> Quoted passage:
Start of Block

Saturday, January 4, 2014

NYT says: "Cold Turkey Isn’t the Only Route;" panic ensues

This week we're all talking about an article in the New York Times.

http://www.nytimes.com/2014/01/02/opinion/cold-turkey-isnt-the-only-route.html?hpw&rref=opinion&_r=2&

The actual article wasn't that interesting to me.  It's worth reading if you're unaware that anything other than AA exists, but that has never been me.

The article mentions the Sinclair Method along with other options other than immediate and permanent abstinence.  It's only a mention, which may lead to some of the confusion in the comments, but I suspect the confusion would be there regardless.

There are some who know whereof they speak.  I didn't see a single Sinclair Method failure in that huge comment thread; the only people who are familiar with it are affirming that it works.  Many commenters, though, are peddling the same old stuff.

End of Block

Dataset entries:
Start of Block

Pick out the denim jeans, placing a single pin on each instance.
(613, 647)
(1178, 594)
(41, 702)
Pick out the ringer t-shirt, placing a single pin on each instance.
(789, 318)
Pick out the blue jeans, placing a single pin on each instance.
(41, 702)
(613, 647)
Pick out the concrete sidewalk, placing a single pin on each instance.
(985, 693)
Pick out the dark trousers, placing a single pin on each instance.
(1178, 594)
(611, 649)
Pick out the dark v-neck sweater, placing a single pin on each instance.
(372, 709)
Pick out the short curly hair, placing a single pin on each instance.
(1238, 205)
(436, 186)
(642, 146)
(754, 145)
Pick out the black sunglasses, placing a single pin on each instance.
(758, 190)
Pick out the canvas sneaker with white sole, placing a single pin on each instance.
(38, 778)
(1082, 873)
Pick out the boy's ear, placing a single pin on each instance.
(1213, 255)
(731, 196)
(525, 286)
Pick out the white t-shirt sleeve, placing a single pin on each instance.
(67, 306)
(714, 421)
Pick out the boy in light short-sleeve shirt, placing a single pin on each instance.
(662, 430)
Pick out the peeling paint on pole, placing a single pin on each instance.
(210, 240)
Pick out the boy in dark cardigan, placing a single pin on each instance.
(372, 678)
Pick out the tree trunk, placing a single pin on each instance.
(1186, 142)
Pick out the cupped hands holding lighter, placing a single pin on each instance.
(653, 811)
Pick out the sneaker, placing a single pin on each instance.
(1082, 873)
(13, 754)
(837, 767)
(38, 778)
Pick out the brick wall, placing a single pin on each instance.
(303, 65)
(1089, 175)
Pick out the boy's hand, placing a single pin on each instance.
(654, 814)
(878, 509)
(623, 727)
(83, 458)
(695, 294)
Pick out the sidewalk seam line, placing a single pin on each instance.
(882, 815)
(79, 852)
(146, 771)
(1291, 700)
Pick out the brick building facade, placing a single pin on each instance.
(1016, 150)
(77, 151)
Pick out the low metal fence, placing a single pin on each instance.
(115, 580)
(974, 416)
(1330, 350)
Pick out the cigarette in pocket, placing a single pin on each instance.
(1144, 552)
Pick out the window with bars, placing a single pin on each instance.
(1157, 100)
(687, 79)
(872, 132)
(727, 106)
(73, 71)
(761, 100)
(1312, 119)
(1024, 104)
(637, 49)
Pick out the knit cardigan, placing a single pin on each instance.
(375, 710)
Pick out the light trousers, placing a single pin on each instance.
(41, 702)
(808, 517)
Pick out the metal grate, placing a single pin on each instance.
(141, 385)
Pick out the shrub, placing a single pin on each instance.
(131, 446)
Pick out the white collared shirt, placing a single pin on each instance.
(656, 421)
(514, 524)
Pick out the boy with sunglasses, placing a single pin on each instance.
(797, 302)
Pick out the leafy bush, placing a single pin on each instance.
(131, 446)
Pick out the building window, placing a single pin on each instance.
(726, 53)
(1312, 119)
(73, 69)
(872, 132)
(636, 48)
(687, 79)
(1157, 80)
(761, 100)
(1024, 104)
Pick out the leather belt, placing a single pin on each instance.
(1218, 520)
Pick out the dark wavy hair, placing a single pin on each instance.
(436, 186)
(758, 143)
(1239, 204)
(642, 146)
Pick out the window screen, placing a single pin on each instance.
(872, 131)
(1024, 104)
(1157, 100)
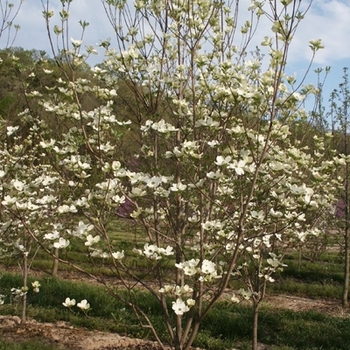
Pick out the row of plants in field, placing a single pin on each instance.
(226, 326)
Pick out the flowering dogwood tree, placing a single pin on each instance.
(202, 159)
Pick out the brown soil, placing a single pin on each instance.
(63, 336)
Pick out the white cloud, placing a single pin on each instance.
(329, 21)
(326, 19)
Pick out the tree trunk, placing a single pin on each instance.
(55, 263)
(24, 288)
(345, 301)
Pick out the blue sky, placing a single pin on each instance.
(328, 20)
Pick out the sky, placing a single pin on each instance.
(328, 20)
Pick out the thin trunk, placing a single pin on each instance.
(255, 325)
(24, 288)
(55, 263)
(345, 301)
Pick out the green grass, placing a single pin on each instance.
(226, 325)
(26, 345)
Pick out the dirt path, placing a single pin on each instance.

End of Block

> Brief:
Check each statement against the blog post and answer yes or no, quoting the deciding words: 1. The writer found the Times article very interesting. 2. The article only briefly mentions the Sinclair Method. 3. The writer saw several Sinclair Method failures in the comment thread. Rely only on the text for these.

> Finished task:
1. No: "The actual article wasn't that interesting to me."
2. Yes: "It's only a mention"
3. No: "I didn't see a single Sinclair Method failure in that huge comment thread"